OBJECTIVE: Output, word for word, the stretch of the entries below from the line containing "Keypoint placement: for each instance of the small" through the end of the entries, including both ends. Output those lines alone.

## begin DATA TO PROCESS

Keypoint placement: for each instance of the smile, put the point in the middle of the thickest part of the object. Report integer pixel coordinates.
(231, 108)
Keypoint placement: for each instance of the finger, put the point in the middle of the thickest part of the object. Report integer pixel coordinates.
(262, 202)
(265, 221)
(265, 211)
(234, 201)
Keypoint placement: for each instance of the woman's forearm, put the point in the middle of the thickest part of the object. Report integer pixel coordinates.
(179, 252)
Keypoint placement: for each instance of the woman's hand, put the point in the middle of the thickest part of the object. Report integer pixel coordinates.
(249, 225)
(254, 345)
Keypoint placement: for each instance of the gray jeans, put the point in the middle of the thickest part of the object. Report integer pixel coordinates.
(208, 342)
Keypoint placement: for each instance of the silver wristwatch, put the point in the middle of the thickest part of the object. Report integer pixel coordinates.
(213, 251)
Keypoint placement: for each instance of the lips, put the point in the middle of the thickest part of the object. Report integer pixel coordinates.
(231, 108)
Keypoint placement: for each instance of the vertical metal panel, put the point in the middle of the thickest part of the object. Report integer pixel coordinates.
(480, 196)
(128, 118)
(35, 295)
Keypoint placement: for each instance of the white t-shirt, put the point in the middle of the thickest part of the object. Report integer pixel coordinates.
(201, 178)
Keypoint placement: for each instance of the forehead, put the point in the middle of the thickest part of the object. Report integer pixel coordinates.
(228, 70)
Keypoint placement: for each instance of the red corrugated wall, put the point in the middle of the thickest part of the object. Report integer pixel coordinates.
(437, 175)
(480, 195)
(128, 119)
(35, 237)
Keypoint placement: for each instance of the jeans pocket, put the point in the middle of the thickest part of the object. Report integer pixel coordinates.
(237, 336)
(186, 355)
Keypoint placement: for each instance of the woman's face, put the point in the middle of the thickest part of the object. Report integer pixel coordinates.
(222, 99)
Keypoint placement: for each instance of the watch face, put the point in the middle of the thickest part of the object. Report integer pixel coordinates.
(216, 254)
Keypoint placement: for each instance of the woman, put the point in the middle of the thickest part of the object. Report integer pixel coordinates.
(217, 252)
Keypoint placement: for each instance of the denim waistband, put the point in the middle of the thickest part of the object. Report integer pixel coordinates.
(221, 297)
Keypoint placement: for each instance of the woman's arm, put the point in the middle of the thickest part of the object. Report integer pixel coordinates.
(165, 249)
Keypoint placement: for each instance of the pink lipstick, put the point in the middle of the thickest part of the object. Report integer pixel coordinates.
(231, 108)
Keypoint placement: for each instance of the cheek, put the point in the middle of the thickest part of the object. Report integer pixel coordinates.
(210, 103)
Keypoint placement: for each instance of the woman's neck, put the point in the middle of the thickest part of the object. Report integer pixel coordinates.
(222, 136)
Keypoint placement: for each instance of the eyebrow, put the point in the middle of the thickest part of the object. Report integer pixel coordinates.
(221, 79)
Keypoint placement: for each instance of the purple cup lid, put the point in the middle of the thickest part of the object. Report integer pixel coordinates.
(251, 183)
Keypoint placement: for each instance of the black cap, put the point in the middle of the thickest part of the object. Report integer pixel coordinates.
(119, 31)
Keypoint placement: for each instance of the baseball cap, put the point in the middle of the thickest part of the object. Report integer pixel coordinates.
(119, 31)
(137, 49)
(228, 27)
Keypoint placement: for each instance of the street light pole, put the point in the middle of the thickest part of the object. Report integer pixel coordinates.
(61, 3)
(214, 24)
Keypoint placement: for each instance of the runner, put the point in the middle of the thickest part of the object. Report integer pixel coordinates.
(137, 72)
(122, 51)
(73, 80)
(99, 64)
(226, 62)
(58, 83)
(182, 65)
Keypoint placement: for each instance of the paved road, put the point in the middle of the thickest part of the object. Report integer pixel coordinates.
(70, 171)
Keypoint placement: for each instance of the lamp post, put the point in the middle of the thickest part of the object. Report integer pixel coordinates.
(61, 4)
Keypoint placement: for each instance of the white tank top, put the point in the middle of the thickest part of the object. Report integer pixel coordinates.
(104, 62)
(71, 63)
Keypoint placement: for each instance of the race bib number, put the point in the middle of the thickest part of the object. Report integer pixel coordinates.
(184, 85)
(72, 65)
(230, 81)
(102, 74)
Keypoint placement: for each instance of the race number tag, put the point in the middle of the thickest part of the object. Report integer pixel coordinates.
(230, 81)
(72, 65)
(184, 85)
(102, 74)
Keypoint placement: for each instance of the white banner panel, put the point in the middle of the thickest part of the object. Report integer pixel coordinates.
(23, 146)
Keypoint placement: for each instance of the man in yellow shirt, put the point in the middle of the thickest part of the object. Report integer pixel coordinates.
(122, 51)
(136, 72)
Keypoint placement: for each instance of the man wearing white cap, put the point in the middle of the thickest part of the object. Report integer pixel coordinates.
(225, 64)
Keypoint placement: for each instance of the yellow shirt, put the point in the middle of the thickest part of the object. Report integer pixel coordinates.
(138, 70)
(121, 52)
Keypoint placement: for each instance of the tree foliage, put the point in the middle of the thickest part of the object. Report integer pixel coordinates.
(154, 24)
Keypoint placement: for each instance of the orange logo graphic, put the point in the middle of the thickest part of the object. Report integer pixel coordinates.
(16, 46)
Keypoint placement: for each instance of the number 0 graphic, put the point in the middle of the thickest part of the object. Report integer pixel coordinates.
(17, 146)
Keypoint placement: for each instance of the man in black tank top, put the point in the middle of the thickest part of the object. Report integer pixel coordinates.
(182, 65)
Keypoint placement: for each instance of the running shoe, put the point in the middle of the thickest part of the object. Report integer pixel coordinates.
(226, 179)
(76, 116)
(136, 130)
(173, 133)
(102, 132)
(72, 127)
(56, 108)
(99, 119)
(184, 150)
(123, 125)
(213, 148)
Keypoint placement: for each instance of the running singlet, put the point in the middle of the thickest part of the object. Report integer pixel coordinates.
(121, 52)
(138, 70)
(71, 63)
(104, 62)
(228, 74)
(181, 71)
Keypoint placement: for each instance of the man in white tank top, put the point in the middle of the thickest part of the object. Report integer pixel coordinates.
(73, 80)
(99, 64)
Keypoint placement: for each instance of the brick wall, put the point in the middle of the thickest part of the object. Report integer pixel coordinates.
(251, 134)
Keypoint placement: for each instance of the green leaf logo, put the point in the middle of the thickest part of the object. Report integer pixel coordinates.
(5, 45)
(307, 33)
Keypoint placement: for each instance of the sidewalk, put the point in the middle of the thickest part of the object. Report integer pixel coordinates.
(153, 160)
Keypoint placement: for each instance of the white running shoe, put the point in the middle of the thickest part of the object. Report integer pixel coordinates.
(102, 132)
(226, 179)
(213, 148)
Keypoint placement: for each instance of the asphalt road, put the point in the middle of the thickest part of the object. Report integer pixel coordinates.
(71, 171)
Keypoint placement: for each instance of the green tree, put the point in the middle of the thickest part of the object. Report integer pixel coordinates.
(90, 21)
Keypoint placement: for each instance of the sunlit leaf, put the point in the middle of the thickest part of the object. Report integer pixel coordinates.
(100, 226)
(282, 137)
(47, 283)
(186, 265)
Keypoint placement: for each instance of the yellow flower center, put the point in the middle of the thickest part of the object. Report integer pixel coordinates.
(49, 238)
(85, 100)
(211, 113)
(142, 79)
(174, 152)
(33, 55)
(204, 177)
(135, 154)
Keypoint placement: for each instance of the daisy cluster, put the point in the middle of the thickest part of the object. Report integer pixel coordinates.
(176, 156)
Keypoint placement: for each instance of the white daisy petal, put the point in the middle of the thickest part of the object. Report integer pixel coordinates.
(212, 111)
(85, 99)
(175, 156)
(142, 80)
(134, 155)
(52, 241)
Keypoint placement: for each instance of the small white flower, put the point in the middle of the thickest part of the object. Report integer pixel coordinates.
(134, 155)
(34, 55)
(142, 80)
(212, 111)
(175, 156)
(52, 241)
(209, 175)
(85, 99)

## end DATA TO PROCESS

EXERCISE RESPONSE:
Keypoint placement: for each instance of the small white flower, put the point in the middle of the thickest part of the object. Report integer pixel coordinates.
(134, 155)
(34, 55)
(142, 80)
(212, 111)
(175, 156)
(52, 241)
(209, 175)
(85, 99)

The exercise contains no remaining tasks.